▸ Brief
Here are some entries. Print them exactly as they are.

##############################

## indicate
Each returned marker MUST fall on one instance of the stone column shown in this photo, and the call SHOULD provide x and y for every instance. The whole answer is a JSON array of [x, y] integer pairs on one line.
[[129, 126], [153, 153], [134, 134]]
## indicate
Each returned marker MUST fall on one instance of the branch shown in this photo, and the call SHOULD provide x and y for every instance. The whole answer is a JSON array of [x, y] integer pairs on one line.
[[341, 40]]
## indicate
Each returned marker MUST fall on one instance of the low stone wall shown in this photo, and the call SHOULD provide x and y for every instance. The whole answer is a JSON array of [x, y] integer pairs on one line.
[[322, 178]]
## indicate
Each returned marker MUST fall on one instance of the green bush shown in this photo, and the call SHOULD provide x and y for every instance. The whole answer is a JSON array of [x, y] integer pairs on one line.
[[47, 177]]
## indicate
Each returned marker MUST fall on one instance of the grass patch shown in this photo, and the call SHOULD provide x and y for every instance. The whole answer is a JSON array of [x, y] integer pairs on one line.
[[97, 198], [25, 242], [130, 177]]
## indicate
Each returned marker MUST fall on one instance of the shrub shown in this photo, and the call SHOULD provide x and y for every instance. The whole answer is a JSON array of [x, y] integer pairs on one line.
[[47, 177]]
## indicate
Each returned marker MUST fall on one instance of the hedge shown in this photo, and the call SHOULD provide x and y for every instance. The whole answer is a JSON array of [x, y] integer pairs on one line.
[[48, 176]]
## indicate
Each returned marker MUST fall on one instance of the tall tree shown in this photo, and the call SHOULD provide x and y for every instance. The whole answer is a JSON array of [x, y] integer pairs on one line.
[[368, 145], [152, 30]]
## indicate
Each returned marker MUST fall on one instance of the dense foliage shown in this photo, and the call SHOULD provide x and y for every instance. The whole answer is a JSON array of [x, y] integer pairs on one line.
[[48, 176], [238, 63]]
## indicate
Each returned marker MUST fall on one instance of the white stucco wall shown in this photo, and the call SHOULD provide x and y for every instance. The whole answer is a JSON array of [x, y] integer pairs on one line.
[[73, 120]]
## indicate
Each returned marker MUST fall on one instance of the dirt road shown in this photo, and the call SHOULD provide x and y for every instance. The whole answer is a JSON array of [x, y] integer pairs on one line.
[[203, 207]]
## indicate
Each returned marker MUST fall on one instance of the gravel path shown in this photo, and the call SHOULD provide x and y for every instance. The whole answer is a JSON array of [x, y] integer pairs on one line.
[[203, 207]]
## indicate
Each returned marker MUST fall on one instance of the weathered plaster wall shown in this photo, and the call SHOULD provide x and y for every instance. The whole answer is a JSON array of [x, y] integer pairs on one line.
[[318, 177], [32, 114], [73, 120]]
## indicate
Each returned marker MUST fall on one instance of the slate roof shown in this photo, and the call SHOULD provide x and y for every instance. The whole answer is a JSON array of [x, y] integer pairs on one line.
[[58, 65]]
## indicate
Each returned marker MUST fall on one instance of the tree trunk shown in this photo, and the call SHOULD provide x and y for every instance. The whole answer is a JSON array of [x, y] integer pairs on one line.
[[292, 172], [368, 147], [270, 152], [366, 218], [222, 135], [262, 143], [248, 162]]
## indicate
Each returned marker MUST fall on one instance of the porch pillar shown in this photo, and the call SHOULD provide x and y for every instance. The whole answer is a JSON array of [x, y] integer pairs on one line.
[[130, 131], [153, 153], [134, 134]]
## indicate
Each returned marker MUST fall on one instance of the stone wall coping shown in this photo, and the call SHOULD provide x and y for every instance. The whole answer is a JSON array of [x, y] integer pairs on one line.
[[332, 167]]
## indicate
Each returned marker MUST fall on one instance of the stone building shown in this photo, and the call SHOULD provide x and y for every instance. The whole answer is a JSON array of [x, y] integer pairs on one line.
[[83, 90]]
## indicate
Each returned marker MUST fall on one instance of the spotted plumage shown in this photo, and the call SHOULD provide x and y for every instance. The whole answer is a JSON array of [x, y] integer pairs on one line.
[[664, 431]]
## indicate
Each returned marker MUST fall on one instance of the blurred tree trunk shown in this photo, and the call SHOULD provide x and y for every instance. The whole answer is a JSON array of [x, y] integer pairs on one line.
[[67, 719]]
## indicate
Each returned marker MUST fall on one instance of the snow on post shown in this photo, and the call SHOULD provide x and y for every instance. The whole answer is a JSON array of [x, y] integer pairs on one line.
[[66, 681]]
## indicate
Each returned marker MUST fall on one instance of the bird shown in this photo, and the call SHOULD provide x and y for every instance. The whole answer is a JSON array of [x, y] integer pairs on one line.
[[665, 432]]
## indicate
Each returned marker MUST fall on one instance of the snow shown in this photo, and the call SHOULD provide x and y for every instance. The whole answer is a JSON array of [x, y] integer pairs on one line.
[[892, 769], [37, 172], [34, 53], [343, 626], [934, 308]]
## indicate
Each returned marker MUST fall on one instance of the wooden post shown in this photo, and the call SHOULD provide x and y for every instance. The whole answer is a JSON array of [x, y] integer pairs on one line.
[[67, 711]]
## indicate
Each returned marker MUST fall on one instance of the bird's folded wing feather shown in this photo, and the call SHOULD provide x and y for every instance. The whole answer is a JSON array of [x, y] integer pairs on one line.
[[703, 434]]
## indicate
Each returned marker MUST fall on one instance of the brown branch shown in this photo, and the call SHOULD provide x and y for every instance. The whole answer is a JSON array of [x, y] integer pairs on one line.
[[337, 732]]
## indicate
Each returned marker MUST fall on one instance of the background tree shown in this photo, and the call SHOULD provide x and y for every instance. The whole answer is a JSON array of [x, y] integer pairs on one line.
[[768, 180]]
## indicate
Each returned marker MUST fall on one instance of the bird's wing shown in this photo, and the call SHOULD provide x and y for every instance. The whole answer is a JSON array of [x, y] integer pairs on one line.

##############################

▸ Response
## indicate
Each returned marker MUST fall on one instance of the stone column shown in this photo, and the call SHOULD provide x and y for every instance. The whole answer is a JSON array of [x, y] integer pairs on one line.
[[129, 126], [153, 153], [134, 134]]
## indicate
Each returned marker MUST fall on one instance of the branch shown in this photo, and the call SHOULD provide x and y for every instance. The whole answer is a JSON array of [x, y] integer pairs on one line.
[[341, 40]]
## indicate
Each returned marker MUST fall on one instance of the low stone wall shown in this photo, and the call SHOULD provide x and y for every instance. The whole answer is a JSON array of [x, y] integer pairs on one line.
[[322, 178]]
## indicate
Each returned marker MUST fall on one instance of the green bush shown in this photo, and the call SHOULD provide x and y for every instance. The whole answer is a JSON array of [x, y] integer pairs on one line.
[[47, 177]]
## indicate
Each returned marker MUST fall on one instance of the grass patch shown in this photo, and the call SHOULD provide x and y for every instance. The whole answer is a JSON array of [x, y] integer pairs on one line.
[[97, 198], [25, 242], [130, 177]]
## indicate
Each returned marker MUST fall on one instance of the shrub shown in this photo, and the call SHOULD provide x and y for every instance. The whole answer is a JSON array of [x, y] integer pairs on one line.
[[47, 177]]
## indicate
Each returned marker MUST fall on one instance of the hedge shown in this photo, and the call SHOULD provide x and y for every instance. The whole answer is a JSON array of [x, y] integer pairs on one line.
[[48, 176]]
## indicate
Each returned marker MUST fall on one instance of the tall tree shown in this photo, and the call SHOULD provide x and y for every instance. The whole answer is a JSON array of [x, y] integer pairs on one line.
[[368, 145], [152, 30]]
## indicate
Each returned marker MUST fall on one instance of the dense foliage shown in this photo, and the call SHOULD provide x and y for every instance. The whole answer is a JSON array of [x, y] integer pairs on one line.
[[48, 176], [238, 63]]
## indicate
Each returned marker MUST fall on one instance of the white stucco wall shown in this photo, and the call SHOULD provide x and y for every instance. The whole answer is a JSON array of [x, y] integer pairs on one line.
[[73, 120]]
## indicate
Each returned marker MUST fall on one instance of the dirt road shown in this photo, and the call SHOULD provide x and y for every instance. The whole answer is a JSON array of [x, y] integer pairs on one line.
[[203, 207]]
## indicate
Each returned marker MUST fall on one instance of the gravel path shown in this photo, and the call SHOULD provide x and y for every instance. The whole answer is a JSON array of [x, y] integer pairs on one line.
[[203, 207]]
## indicate
Each returned marker MUST fall on one instance of the weathered plaster wall shown in this photo, and the call SHOULD provide x and y for every instance. The whole answer is a JSON array of [x, y] integer pairs on one line.
[[318, 177], [32, 114], [73, 120]]
## indicate
Each returned marker MUST fall on one instance of the slate roof shown in this photo, and the call SHOULD provide x and y for every instance. The whole answer is a JSON array of [x, y] integer pairs on one line.
[[58, 65]]
## indicate
Each returned marker MUST fall on one instance of the tree trunk shown in this photo, and the call SHOULD provide x and y for every instance. The whole answer is a JSON array of [x, y] integer pairs on one line.
[[292, 172], [368, 147], [270, 152], [366, 218], [222, 135], [262, 143], [248, 162]]
## indicate
Each returned marker MUST fall on one instance of the porch pillar shown in this photo, and the call SHOULD provide x and y for every instance. The whole answer is a JSON array of [x, y] integer pairs on one line.
[[130, 131], [153, 153], [134, 134]]
## indicate
Each returned marker MUST fall on one instance of the stone wall coping shown in this photo, and the call SHOULD provide x and y for every instance. The whole answer is a JSON array of [x, y] integer pairs on one line.
[[332, 167]]
## indicate
Each returned marker MUST fall on one instance of the stone building shown in this photo, and the call SHOULD provide x and y for every instance. The whole answer is a JSON array of [x, y] integer pairs on one line.
[[83, 90]]
## indicate
Each returned marker MUST fall on one instance of the spotted plumage shown in this photo, and the call SHOULD provide x and y for every instance. The whole answer is a JSON array of [x, y] integer pairs on one line.
[[664, 431]]
## indicate
Each returned marker MUST fall on one instance of the blurred tree trunk shown in this photo, and the call SHOULD provide x and y for every instance. The whole answer is a JSON array of [x, y] integer pairs on one line.
[[67, 719]]
## indicate
Each returned marker MUST fall on one instance of the snow on post shown in this photo, and the call SHOULD provide x and y for every instance. The whole answer is a JSON array of [x, y] integer pairs on one line.
[[66, 681]]
## indicate
Each returned marker MUST fall on one instance of the bird shown in this photo, and the call SHOULD provide x and y for every instance. The whole answer is a JSON array of [x, y] integer pairs on one line.
[[665, 432]]
## indicate
Each returned marker MUST fall on one instance of the snow shown in this photo, and the call SHOULD provide x and y for every instance. The whole answer is a JSON array of [x, y] integer pairs on one line.
[[892, 769], [37, 172], [34, 53], [343, 626], [934, 308]]
## indicate
Each returned marker MUST fall on one instance of the wooden post shown in this photo, and the call SHOULD provide x and y for every instance. The whole answer is a JSON array of [x, y] integer pairs on one line.
[[67, 711]]
## indicate
Each returned marker MUST fall on one instance of the bird's folded wing feather shown in this photo, and the call SHOULD provide x and y for every instance. The whole answer is a JSON array of [x, y] integer pairs on one line.
[[703, 434]]
## indicate
Each returned marker MUST fall on one instance of the brown branch shown in this photo, and the call SHOULD provide x and y for every instance. The whole answer is a JSON array of [x, y] integer pairs on one line.
[[337, 732]]
## indicate
Each returned marker MUST fall on one instance of the background tree shown in this photo, and the call SHOULD provide x and y for every instance. The whole answer is a JSON array of [x, y] integer pairs on one line.
[[768, 180]]
## indicate
Each returned marker MUST fall on one instance of the bird's wing shown in this photo, and the call SHOULD provide x and y for every instance. The whole answer is a JSON array of [x, y] integer pairs on one line.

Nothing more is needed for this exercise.